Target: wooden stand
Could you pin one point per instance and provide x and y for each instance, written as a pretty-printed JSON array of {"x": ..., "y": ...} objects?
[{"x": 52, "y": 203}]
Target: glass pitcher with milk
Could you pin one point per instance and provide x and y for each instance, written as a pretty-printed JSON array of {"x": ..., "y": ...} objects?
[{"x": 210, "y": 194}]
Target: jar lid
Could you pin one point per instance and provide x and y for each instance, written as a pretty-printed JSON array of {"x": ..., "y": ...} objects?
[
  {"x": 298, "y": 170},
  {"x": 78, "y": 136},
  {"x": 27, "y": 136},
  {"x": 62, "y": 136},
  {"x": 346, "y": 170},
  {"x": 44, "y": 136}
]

────────────────────────────────────────

» THE REQUEST: Convert every line of the records above into a JSON list of strings, one string per line, with blank lines omitted.

» THE REPLY:
[
  "Target: wooden stand",
  "Could you pin one point per instance and provide x and y for each instance, written as a pretty-printed JSON array of {\"x\": ..., \"y\": ...} objects?",
  "[{\"x\": 52, \"y\": 203}]",
  "Target: glass pitcher with milk",
  "Could you pin one point per instance and provide x and y for each instance, written as a pretty-printed JSON array of {\"x\": ..., \"y\": ...} objects?",
  "[{\"x\": 210, \"y\": 194}]",
  "Target: jar lid",
  "Could you pin one point per instance and provide x and y for each instance, written as a pretty-printed JSON array of {\"x\": ..., \"y\": ...} objects?",
  "[",
  "  {\"x\": 298, \"y\": 170},",
  "  {\"x\": 78, \"y\": 136},",
  "  {\"x\": 27, \"y\": 136},",
  "  {\"x\": 62, \"y\": 136},",
  "  {\"x\": 346, \"y\": 170},",
  "  {\"x\": 44, \"y\": 136}",
  "]"
]